━━━━━ Data to use

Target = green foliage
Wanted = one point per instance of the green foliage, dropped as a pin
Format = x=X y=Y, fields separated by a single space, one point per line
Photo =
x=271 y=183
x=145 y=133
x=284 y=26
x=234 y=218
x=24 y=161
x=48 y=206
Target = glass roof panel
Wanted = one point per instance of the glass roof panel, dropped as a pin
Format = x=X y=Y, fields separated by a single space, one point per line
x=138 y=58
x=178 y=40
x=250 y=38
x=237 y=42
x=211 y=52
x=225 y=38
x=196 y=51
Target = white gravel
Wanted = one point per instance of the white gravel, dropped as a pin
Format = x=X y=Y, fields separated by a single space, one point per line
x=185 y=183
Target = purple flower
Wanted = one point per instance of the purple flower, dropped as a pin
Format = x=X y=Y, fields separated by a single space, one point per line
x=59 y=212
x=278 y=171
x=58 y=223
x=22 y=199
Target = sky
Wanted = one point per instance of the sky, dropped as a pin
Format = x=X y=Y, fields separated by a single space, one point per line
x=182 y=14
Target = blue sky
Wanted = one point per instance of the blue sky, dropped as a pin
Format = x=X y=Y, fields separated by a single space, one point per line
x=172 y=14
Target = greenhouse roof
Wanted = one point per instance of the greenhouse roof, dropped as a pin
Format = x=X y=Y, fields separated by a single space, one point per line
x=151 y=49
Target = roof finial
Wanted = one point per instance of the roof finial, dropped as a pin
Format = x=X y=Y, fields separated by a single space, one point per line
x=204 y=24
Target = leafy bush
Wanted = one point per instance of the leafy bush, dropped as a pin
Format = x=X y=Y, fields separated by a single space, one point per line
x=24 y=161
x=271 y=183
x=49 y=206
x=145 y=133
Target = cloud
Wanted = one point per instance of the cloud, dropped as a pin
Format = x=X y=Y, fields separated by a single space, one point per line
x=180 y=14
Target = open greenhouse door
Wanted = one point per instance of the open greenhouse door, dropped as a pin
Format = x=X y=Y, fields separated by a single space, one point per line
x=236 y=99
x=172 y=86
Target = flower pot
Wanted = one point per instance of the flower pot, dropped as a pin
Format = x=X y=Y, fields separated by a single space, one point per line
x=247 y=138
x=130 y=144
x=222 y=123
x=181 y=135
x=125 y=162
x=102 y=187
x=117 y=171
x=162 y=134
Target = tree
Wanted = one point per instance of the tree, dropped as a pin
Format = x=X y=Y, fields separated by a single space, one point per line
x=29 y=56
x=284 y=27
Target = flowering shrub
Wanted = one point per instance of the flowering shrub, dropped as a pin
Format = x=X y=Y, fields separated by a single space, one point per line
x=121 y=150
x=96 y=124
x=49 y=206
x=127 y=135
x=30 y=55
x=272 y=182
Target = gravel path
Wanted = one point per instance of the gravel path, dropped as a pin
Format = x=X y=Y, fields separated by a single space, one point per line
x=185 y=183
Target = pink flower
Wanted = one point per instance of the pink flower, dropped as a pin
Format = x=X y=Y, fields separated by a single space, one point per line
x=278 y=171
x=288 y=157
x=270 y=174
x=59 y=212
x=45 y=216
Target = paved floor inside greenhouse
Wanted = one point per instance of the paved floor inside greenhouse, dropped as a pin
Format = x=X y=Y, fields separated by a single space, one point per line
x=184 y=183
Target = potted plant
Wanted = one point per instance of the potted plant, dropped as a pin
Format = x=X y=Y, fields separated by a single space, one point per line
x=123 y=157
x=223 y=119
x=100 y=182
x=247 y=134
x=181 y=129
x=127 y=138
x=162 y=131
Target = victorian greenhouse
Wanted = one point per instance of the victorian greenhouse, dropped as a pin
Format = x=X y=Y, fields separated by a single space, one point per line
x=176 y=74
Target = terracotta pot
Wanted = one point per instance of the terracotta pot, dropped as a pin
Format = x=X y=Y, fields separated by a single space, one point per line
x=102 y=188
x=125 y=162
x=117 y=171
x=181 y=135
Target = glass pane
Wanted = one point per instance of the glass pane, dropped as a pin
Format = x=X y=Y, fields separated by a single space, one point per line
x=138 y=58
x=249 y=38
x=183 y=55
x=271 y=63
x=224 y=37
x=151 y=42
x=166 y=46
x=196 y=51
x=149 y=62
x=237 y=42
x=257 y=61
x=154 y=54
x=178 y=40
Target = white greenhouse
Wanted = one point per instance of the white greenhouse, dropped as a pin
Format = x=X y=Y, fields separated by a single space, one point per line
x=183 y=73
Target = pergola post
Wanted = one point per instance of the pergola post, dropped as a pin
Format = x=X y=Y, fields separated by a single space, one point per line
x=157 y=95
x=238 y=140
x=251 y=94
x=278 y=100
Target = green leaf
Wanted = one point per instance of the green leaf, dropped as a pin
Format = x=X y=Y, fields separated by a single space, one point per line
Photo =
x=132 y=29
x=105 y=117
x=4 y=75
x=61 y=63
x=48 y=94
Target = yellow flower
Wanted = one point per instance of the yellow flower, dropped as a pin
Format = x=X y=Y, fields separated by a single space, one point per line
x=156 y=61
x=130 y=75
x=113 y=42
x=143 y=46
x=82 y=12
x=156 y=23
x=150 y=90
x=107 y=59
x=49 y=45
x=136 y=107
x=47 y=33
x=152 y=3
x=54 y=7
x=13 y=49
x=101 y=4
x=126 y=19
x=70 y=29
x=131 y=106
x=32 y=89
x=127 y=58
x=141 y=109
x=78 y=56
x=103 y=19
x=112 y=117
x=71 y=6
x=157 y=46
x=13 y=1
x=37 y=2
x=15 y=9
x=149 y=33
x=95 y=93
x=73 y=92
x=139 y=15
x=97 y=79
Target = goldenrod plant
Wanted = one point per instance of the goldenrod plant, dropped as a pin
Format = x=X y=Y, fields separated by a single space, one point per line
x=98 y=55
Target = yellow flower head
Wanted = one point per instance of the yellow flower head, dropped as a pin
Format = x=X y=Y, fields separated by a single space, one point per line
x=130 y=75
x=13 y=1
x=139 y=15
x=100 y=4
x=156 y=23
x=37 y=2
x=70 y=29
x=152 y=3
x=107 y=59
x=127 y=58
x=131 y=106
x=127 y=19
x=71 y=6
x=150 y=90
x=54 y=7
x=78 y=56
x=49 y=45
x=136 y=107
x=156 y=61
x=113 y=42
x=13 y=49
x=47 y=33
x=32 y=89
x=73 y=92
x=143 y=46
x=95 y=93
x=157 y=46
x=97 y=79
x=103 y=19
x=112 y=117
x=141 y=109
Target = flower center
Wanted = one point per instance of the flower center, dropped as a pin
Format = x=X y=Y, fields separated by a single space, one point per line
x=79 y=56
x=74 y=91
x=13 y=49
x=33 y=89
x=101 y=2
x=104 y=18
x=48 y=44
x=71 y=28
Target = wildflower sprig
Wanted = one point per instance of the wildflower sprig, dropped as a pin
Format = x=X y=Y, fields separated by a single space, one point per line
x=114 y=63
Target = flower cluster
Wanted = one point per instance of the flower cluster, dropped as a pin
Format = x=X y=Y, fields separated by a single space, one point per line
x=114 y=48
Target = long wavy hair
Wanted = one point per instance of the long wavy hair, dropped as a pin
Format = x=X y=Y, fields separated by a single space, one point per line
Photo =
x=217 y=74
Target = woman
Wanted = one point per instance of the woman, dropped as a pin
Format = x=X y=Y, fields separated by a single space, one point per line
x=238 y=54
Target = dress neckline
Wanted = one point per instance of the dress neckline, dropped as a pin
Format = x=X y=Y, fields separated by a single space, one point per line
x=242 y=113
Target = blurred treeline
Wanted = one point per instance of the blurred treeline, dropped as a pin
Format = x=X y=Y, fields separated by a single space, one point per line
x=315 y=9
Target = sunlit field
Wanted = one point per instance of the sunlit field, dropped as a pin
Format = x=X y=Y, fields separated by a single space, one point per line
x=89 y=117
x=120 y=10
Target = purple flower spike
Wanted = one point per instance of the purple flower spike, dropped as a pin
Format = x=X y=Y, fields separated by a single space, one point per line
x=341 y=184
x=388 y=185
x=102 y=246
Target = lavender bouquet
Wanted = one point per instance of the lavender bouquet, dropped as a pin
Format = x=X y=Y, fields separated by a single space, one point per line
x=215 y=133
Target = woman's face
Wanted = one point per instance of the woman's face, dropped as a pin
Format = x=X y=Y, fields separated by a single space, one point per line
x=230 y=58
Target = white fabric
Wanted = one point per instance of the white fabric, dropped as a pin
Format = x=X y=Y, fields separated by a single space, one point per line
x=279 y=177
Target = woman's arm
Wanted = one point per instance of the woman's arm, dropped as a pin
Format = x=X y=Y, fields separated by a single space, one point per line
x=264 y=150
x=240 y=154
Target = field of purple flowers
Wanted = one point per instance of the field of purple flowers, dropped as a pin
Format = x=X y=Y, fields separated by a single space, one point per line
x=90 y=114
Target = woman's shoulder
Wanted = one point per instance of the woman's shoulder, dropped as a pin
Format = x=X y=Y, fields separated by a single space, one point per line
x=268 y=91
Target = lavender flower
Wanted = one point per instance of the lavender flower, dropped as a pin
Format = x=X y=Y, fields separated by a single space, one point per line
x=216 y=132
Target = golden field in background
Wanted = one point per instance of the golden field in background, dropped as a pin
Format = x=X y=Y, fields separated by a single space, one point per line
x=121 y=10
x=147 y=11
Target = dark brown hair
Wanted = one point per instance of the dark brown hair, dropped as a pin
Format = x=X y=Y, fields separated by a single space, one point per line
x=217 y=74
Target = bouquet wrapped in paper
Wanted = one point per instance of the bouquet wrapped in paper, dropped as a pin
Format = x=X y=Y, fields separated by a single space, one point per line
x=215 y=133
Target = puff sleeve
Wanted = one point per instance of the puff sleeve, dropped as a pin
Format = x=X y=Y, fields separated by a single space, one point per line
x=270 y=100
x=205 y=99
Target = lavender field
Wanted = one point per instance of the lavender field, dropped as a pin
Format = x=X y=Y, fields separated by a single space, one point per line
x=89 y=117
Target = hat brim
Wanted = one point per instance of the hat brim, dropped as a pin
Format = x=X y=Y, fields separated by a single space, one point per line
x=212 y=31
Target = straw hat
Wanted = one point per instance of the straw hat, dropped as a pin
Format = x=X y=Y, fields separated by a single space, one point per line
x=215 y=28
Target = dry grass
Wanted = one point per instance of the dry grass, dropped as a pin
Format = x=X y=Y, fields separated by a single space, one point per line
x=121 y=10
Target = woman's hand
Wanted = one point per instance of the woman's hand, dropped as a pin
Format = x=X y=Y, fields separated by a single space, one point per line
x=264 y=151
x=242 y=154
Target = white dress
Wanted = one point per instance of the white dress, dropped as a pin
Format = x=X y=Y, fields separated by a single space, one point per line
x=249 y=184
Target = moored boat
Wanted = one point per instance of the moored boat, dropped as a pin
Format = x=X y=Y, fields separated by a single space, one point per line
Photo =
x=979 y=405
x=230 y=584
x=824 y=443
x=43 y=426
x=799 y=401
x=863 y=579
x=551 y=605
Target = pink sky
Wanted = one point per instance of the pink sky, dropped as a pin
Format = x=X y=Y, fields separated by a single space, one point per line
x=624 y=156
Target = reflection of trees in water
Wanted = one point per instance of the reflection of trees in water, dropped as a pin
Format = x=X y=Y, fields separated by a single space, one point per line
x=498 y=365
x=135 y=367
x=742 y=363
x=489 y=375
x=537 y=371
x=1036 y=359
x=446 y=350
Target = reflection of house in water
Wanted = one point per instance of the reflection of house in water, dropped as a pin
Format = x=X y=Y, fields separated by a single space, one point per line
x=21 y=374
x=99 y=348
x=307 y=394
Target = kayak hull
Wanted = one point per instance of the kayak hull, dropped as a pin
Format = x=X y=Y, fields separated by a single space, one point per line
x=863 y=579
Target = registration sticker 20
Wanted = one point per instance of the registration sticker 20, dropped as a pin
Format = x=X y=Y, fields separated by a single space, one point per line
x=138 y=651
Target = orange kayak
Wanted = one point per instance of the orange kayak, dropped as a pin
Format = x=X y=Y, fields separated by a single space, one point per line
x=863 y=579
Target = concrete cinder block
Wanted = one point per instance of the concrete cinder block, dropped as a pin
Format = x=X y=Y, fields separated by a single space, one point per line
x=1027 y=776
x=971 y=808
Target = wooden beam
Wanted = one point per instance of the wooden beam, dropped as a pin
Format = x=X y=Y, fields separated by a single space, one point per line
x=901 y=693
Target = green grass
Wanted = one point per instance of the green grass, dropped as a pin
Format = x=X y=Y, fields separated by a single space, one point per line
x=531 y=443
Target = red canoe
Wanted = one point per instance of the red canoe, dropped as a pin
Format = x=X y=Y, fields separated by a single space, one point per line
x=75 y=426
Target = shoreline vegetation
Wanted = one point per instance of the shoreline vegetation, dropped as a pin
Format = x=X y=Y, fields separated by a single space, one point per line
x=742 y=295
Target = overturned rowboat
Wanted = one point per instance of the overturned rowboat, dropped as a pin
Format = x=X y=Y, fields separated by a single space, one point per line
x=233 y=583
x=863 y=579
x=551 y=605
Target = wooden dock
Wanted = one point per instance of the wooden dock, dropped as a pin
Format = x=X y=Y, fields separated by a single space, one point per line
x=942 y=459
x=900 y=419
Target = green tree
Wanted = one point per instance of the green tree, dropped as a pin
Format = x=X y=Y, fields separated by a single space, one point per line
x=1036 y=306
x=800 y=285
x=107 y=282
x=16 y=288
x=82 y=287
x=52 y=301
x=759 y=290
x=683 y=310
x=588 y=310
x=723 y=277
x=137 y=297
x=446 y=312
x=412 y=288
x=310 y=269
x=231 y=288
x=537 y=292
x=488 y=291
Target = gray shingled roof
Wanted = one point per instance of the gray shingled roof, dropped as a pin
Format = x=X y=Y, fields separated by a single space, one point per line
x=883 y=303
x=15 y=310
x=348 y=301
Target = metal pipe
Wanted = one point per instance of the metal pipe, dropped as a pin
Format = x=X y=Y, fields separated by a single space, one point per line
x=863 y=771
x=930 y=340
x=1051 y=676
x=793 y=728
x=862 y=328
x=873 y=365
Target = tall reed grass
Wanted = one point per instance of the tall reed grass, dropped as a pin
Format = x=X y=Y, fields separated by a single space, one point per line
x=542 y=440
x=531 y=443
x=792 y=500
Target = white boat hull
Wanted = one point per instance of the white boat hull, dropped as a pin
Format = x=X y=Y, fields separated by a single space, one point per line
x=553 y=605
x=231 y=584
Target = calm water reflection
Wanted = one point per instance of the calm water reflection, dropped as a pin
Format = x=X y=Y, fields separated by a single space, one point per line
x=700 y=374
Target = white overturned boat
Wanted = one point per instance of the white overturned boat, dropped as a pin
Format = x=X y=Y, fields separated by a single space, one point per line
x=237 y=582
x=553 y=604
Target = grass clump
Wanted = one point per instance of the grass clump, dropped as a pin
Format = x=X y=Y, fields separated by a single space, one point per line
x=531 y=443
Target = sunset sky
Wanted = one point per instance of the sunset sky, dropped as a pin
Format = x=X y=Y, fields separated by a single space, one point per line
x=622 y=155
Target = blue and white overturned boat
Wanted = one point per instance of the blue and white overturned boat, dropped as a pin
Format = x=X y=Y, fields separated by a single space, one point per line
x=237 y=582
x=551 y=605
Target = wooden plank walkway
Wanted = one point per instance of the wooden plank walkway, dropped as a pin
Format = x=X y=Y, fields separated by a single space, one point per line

━━━━━━━━━━

--- What you will do ---
List every line of the data above, from the line containing "Target = white overturned boat" through the end of the data, inclusive, as a JSON array of strings with one string per line and blank lines left out.

--- Solution for this task ---
[
  "Target = white overturned boat",
  "Wanted = one point per instance of the white overturned boat, dropped as a pin",
  "Format = x=X y=Y, fields separated by a single space, one point per line",
  "x=237 y=582",
  "x=553 y=604",
  "Target = grass clump",
  "Wanted = one point per instance of the grass clump, dropped as a pin",
  "Format = x=X y=Y, fields separated by a single space, one point per line",
  "x=531 y=443",
  "Target = sunset sky",
  "Wanted = one point per instance of the sunset sky, dropped as a pin",
  "Format = x=X y=Y, fields separated by a single space, one point per line",
  "x=622 y=155",
  "Target = blue and white overturned boat",
  "Wanted = one point per instance of the blue and white overturned boat, dropped as a pin",
  "Format = x=X y=Y, fields separated by a single space, one point per line",
  "x=237 y=582",
  "x=551 y=605",
  "Target = wooden plank walkway",
  "Wanted = one point per instance of the wooden plank walkway, dropped as a pin",
  "Format = x=X y=Y, fields separated by a single space, one point per line"
]